__Data items__.
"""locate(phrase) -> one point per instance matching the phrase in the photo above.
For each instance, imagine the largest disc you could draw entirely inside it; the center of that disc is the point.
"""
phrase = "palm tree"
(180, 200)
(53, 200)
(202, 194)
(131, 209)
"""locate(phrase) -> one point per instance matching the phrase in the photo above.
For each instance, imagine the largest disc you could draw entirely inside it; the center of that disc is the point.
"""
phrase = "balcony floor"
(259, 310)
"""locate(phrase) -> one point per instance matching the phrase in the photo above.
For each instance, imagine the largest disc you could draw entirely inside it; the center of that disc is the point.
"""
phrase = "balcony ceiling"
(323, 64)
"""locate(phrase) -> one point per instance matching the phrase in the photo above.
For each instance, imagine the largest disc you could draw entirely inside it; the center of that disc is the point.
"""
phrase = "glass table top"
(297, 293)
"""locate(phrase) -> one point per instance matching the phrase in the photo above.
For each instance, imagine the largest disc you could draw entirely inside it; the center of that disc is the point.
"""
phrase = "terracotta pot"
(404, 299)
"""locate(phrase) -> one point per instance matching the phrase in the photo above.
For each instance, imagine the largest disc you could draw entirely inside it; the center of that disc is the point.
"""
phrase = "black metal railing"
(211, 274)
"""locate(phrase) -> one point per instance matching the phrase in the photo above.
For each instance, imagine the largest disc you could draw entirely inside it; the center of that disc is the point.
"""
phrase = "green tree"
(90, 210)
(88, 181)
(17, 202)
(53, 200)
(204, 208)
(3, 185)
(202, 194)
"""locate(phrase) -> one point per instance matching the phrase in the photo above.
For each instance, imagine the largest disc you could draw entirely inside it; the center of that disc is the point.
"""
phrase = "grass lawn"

__Task to complete__.
Copy out the entries in full, exactly as they appear.

__Written response__.
"""locate(phrase) -> one point per instance matching the phrase in the photo above.
For each instance, imagine the largest disc you could draw entirely inside it; the center of that disc is the point.
"""
phrase = "palm tree"
(180, 200)
(53, 200)
(202, 194)
(131, 209)
"""locate(phrase) -> one point per instance matching the phrase in the photo above.
For each instance, imagine the largest disc you could draw entirely inside it; the center of that disc is the point.
"""
phrase = "balcony floor"
(259, 310)
"""locate(phrase) -> one point per instance matching the phrase in the photo above.
For each instance, imagine the largest disc you could draw entirely inside it; the center of that disc is the point.
"""
phrase = "balcony ceiling"
(323, 64)
"""locate(phrase) -> one point per instance matching the phrase in the photo above.
For each instance, imagine the largest disc you could draw entirely inside it; the center of that disc is the point.
"""
phrase = "glass table top"
(297, 293)
"""locate(phrase) -> one point per instance matching the phrase in the photo above.
For each instance, imagine the largest disc you could draw entirely inside it; the center of that disc is the point.
"""
phrase = "terracotta pot"
(404, 299)
"""locate(phrase) -> one point per instance matching the phrase in the photo above.
For each instance, imagine the largest disc you could draw entirely inside it; the center of that disc is the point.
"""
phrase = "black metal railing"
(211, 274)
"""locate(phrase) -> one point per instance matching the phrase in the photo above.
For each instance, imagine the largest disc you could draw entirely inside it; the center of that disc is the point.
"""
phrase = "green tree"
(90, 210)
(88, 181)
(17, 202)
(53, 200)
(204, 208)
(3, 185)
(202, 194)
"""locate(phrase) -> one point per instance matching the phrase in the photo above.
For each instance, imagine the largest disc you could draw entirely inside it; the center of that disc is the point.
"""
phrase = "grass lawn"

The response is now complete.